------ SELECTED EXCERPT
Michigan joins 37 states to ban smoking in bars and restaurants
Michigan's ban on smoking in most public places went into effect May 1. The bill was signed by Governor Granholm on December 18, 2009.
The Dr. Ron Davis Smoke-Free Air Law prohibits smoking in any workplace, restaurants, bars, shopping malls, bowling alleys, concert halls, arenas, museums, mechanic shops, health facilities, nursing homes, education facilities, and child care centers. It does not allow smoking in any outdoor area where food or beverages are served such as patios or rooftops.
All business operators are required to post "no smoking" signs at all entrances of their establishment. Ashtrays and other smoking paraphernalia are to be removed from the property.
All motels and hotels are now also smoke free.
The establishments that are exempt are cigar bars, tobacco specialty retail stores, and the gaming floors of casinos.
A cigar bar must prove that 10 percent or more of its total gross annual income is from their sales of cigars and rental of on-site humidors. Only cigar smoking is allowed and the cigars must cost over $1.00 per cigar.
------------
------ LISTED ENTRIES
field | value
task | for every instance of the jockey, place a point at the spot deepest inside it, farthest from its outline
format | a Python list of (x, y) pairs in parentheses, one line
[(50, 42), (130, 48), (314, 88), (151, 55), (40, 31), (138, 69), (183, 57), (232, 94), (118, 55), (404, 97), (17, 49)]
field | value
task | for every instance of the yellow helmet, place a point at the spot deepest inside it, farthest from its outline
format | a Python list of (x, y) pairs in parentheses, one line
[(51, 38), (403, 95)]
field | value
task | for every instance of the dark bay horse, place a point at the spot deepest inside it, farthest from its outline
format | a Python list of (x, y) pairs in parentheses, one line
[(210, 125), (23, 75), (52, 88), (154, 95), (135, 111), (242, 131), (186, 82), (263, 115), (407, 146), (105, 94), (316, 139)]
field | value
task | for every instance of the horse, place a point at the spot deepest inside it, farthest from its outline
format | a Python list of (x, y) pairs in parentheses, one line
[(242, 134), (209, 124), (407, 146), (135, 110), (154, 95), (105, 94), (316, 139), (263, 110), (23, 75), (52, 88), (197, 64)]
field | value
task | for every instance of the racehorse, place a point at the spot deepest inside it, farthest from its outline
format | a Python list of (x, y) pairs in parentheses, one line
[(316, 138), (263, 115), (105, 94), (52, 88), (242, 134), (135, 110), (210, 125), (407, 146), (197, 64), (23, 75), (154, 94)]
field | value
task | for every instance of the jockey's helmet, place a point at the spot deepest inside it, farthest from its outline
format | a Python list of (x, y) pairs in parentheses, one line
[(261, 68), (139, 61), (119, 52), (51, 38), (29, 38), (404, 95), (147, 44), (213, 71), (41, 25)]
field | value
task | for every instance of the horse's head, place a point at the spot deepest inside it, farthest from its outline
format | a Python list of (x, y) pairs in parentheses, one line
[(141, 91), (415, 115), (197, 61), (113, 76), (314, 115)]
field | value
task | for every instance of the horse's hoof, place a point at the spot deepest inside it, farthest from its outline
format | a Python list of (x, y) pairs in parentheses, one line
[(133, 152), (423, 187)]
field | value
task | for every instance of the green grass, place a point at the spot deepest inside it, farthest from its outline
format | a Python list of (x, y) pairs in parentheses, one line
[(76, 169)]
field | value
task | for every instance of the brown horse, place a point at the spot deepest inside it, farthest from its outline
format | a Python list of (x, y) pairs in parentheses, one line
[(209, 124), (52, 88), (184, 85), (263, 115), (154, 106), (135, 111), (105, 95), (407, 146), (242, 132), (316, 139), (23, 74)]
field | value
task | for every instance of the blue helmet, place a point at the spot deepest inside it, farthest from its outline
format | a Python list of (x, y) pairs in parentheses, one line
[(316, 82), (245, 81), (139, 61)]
------------
INSTRUCTIONS
1: According to the article on Michigan's smoking ban, what share of its income must a cigar bar show comes from cigar sales and on-site humidor rental to be exempt?
2: Summarize the article on Michigan's smoking ban in two sentences.
Work only from the article on Michigan's smoking ban, not the records.

SOLUTIONS TO EACH TASK
1: At least 10 percent of its total gross annual income.

2: Michigan's ban on smoking in most public places, signed by Governor Granholm on December 18, 2009, took effect May 1. It covers workplaces, restaurants, bars, hotels, and many other sites, requiring "no smoking" signs at entrances, and exempts only cigar bars, tobacco specialty retail stores, and casino gaming floors.